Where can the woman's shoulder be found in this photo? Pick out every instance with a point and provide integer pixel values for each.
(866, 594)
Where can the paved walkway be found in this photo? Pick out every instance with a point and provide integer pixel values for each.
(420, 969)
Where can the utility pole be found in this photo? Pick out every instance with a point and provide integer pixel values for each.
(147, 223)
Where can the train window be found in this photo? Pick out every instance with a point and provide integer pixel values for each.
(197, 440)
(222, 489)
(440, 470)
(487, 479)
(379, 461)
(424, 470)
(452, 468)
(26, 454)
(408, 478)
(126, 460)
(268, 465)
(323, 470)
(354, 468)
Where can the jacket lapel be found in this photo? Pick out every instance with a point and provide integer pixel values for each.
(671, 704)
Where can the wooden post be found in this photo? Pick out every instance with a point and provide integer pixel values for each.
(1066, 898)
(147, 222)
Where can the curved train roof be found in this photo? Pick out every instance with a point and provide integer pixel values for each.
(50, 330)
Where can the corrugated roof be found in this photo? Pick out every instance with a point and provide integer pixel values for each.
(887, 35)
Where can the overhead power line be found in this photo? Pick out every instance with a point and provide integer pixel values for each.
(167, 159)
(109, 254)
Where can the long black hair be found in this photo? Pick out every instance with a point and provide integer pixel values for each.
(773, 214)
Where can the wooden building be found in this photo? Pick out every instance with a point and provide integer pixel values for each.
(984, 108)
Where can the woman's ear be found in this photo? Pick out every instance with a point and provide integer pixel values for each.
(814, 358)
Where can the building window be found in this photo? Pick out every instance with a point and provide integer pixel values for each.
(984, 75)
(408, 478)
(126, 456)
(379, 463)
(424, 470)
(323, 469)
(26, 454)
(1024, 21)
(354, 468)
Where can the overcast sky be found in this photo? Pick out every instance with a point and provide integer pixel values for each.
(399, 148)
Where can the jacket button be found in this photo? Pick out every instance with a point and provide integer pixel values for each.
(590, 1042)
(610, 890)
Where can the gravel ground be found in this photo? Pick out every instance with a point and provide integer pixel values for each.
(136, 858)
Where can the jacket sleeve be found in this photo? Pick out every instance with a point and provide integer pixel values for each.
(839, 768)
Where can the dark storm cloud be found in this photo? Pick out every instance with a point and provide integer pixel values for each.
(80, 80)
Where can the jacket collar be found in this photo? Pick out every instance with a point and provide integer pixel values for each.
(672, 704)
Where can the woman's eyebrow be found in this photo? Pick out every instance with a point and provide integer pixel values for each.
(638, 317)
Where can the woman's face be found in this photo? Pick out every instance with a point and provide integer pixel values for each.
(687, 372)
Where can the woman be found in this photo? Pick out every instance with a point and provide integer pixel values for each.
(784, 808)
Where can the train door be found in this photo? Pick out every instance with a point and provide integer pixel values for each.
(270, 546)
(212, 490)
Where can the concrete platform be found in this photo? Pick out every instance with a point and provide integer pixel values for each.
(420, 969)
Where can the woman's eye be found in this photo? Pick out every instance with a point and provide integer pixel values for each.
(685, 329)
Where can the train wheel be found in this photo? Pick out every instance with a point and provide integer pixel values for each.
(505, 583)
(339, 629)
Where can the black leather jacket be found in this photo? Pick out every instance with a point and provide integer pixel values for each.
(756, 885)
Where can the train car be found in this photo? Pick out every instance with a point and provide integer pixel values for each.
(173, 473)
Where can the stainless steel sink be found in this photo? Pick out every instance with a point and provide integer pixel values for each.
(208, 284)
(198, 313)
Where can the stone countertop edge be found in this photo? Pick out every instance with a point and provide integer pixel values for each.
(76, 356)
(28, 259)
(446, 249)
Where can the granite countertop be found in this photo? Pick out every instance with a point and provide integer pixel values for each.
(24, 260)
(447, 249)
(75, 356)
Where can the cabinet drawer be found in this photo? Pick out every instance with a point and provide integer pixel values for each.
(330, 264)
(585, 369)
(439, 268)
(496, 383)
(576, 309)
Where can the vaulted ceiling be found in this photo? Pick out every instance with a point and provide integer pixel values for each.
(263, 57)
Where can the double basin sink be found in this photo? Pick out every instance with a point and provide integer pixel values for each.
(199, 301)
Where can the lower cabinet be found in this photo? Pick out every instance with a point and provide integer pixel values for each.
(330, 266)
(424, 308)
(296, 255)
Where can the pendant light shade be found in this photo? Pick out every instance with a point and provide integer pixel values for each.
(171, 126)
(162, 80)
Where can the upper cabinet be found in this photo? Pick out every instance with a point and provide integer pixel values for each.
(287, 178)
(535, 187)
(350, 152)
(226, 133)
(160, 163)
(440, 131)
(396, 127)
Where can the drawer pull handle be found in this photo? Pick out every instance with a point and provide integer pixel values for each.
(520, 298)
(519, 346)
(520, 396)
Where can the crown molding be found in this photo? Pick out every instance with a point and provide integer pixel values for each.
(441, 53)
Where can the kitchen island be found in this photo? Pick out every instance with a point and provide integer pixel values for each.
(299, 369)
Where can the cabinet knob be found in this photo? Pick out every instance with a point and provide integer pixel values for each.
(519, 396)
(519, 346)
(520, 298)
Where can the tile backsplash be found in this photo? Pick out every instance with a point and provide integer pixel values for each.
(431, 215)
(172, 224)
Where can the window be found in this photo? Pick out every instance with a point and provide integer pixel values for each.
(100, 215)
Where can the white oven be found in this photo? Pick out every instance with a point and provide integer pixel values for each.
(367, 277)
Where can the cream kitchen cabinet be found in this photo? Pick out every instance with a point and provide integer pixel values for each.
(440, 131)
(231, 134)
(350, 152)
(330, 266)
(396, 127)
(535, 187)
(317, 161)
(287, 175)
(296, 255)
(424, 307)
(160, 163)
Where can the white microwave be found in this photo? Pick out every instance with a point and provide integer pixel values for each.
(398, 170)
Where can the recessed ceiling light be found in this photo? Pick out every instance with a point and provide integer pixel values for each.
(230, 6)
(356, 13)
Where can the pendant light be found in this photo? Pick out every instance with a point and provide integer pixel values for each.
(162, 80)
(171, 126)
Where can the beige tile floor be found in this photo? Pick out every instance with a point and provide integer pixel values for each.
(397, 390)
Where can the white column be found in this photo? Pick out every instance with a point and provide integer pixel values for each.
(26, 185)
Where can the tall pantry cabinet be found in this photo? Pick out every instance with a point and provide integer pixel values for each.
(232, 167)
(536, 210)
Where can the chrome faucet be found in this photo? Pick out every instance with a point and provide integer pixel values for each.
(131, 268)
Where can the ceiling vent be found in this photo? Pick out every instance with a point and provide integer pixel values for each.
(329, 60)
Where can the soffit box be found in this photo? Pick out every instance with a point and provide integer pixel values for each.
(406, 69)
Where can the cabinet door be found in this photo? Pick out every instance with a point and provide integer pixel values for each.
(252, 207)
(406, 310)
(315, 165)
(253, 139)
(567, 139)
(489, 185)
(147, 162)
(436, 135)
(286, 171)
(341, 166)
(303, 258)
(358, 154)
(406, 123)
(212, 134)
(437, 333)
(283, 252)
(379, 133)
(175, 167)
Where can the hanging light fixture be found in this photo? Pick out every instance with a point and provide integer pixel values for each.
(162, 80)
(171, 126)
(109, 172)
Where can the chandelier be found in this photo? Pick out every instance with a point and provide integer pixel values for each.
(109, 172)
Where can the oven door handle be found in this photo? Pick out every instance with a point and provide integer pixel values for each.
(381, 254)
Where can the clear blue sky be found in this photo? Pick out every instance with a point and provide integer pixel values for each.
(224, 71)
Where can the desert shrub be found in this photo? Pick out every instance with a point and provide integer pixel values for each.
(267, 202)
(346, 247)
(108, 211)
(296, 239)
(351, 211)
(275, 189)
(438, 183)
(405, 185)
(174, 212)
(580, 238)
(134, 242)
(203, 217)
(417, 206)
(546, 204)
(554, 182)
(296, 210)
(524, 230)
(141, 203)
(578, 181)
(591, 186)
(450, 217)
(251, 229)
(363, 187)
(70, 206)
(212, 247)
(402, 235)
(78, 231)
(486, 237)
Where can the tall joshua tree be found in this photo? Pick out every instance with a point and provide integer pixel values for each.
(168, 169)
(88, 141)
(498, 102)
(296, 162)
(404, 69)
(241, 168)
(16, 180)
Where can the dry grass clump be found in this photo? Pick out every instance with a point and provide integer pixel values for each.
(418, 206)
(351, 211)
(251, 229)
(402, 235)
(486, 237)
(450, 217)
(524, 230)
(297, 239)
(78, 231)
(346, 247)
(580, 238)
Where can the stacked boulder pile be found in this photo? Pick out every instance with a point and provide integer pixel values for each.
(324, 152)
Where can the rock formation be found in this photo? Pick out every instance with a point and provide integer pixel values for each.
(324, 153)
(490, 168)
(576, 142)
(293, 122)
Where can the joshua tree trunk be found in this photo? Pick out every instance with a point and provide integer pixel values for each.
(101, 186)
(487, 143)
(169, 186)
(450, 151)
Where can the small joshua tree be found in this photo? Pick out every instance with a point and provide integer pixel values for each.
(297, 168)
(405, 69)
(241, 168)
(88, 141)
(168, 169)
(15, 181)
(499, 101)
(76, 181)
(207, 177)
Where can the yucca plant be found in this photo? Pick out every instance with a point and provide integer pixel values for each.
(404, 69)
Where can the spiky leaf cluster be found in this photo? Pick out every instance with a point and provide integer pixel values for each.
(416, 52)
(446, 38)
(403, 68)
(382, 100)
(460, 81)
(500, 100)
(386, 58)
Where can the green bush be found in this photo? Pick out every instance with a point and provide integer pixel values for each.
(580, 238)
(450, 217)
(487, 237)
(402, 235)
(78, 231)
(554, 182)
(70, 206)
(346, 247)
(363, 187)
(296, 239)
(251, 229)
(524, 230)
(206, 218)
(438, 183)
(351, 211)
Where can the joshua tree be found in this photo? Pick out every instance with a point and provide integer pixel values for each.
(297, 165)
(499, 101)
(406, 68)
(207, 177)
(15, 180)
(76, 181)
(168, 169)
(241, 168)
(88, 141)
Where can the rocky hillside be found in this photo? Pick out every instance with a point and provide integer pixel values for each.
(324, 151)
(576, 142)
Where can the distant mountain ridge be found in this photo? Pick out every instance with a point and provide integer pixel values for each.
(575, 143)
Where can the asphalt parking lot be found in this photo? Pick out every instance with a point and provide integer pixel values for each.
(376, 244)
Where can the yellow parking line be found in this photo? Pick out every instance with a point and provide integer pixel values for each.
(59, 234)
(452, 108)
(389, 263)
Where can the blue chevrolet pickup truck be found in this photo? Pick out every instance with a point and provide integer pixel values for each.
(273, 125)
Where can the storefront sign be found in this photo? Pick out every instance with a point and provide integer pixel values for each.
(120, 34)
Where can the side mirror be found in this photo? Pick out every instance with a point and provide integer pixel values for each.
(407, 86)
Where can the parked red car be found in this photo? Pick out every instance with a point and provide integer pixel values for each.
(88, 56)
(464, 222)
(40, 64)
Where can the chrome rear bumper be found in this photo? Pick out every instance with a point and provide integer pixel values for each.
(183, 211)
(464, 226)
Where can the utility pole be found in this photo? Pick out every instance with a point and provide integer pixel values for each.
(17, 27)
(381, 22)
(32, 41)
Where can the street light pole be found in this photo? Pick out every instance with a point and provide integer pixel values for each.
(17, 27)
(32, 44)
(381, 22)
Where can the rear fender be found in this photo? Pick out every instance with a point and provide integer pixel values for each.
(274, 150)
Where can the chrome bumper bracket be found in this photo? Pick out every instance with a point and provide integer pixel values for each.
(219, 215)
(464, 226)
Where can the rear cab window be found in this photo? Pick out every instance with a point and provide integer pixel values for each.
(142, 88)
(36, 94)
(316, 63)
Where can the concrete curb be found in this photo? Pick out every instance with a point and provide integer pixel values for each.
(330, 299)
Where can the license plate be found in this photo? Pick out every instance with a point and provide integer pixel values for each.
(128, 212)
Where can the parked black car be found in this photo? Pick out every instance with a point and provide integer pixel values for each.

■ YOUR GOAL
Your task is to set down exactly the lines from the line containing "Where can the chrome bumper" to the end of the data above, including both ends.

■ WRITTEN SOLUTION
Where can the chrome bumper bracket be found in this photo? Pick out every instance with a point and provide integer pixel values for each.
(219, 215)
(464, 226)
Where can the rear cab window be found in this photo? Pick out every instance with a point and provide integer pixel values for each.
(142, 88)
(36, 94)
(316, 63)
Where can the concrete curb be found in this photo? Pick out every instance with a point and provide integer pixel values for each.
(330, 299)
Where can the license plate be found in this photo? Pick out every instance with a point and provide integer pixel values for each.
(128, 212)
Where can the parked black car be found in this photo? Pick out every instance with a point and provide integer pixel values for each.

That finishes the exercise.